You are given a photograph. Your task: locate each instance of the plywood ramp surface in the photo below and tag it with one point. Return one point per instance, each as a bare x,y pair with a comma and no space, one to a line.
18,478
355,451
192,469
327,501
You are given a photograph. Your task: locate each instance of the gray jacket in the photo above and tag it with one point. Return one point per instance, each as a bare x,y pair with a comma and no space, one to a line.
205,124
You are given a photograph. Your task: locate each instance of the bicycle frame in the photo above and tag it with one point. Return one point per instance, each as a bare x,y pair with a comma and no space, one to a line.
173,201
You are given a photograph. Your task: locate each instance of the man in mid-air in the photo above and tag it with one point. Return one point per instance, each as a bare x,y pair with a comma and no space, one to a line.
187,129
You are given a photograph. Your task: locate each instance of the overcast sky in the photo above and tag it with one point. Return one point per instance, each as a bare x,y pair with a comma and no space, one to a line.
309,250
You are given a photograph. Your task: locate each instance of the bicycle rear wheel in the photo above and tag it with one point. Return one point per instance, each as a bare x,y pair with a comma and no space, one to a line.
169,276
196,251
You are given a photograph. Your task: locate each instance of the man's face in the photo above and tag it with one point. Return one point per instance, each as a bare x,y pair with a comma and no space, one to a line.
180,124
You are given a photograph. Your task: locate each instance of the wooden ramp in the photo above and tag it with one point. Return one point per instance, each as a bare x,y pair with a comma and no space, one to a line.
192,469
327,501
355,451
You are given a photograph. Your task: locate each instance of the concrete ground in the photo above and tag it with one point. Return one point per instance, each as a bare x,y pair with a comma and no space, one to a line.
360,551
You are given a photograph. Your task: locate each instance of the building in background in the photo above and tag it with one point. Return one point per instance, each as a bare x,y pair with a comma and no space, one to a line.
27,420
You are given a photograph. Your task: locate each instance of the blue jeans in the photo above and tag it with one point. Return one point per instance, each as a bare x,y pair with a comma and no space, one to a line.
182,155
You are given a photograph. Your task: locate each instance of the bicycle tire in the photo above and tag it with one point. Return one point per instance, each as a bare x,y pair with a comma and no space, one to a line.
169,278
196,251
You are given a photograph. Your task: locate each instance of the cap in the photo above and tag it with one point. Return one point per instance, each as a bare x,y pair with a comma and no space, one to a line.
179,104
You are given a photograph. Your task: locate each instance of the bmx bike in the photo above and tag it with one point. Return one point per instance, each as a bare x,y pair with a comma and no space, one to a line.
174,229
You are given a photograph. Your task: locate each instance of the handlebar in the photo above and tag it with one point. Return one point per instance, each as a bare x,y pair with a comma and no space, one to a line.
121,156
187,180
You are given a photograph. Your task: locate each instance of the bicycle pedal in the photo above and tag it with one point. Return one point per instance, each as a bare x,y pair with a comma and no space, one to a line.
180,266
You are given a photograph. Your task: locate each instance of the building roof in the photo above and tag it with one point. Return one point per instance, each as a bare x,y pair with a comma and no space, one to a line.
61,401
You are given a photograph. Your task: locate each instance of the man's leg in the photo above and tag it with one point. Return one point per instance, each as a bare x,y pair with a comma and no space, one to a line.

---

■ **TRY IT**
Your response should consist of the whole listing, repeated exactly.

■ **ANSWER BOX**
You are given a photograph. Your task: locate each instance of the plywood ramp surface in the photo below and tag it with one point. Return one point per instance, each as a bare x,y pair with a comma and no space, one to a line.
18,478
355,451
192,469
327,501
You are given a photograph. Your task: locate each instance of the gray jacket in the photo above and tag it with one point. Return one point per instance, each as a bare x,y pair with a comma and no space, one to a line.
205,124
You are given a photograph. Your task: locate each instance of the bicycle frame in the photo above and tag it with one point. Return one point per instance, each as a bare x,y pair with a comma and no space, one to a line.
173,201
You are given a photograph. Your task: locate each instance of the man in mid-air in the photo above and tag it with one point. Return one point per instance, each as a bare x,y pair with a comma and no space, one to a line.
187,129
You are given a photograph. Your task: locate each instance of the overcast sky in the photo above and tag it with one point. Return one point per instance, each as a bare x,y pair with a comma and no space, one to a line.
309,250
You are given a photograph. Your task: locate each instance of the bicycle rear wheel in the photo above and tag it with one point. Return one point per instance, each as a bare x,y pair with a comma and no space, one to a line.
169,276
196,251
You are given a photograph. Your task: locate each instance of the man's face in the photo above and tag it with one point. Return one point per instance, each as a bare x,y pair with a comma and no space, one to a line.
180,124
You are given a photograph. Your task: locate each instance of the wooden ramp in the photo above and tag it with one point. Return one point per instance, each as a bare x,y pair with a comma and no space, one to a line.
192,469
327,501
355,451
You are given a photograph. Your task: locate each instance of the concrete ground in the photo above and tag it with one point. Return one point per instance, each as a bare x,y pair with a comma and no space, one to a line.
360,551
You are given a photograph. Your task: locate each instance of the building in background in the photo above and tag it with one point. Return one point per instance, each as a bare x,y pair with a comma and no space, one to a line.
27,420
You are given a photograph. Your task: locate each instance of the blue jeans in the photo above and tag it with one point. Return one point per instance, each as a bare x,y pair with a comma and no space, one to a line.
182,155
You are given a photograph. Your task: locate each instance of the bicycle tire in the photo above and tag it with one point. Return one point per instance, each as a bare x,y pair with a comma and no space, one to a line.
169,278
196,251
You are given a photograph. Your task: locate each instance of the cap in the photo above and tag it with one point. Return one point per instance, each as a bare x,y pair with a comma and no space, one to a line.
179,104
You are given a photograph. Your task: locate each instance of the bmx bike in the photo above and tag it with one point. Return one point per instance, each as a bare x,y pair with a comma and no space, one to a line.
174,229
You are given a photograph. Your task: locate each instance of the handlebar in the photo above and tag it with one point. Return one point per instance, each as a bare x,y pair with a comma and no space, one to a line.
121,156
187,180
You are given a photograph. Your task: locate each instance of the bicycle pedal in the photo above and tag it with one point. Return one point per instance, each as a bare x,y pair with a comma and no space, one to a line.
180,266
You are given a photograph. Your task: locate each instance of the building roof in the photo above and tag it with one point. Return one point per instance, each as a bare x,y pair with a comma and no space, one to a line.
61,401
You are given a photograph. Your task: locate each instance of the man's leg in the photo above and tag it with one point. Return one point per instance, each as a bare x,y pair with a comma and no space, one to a line.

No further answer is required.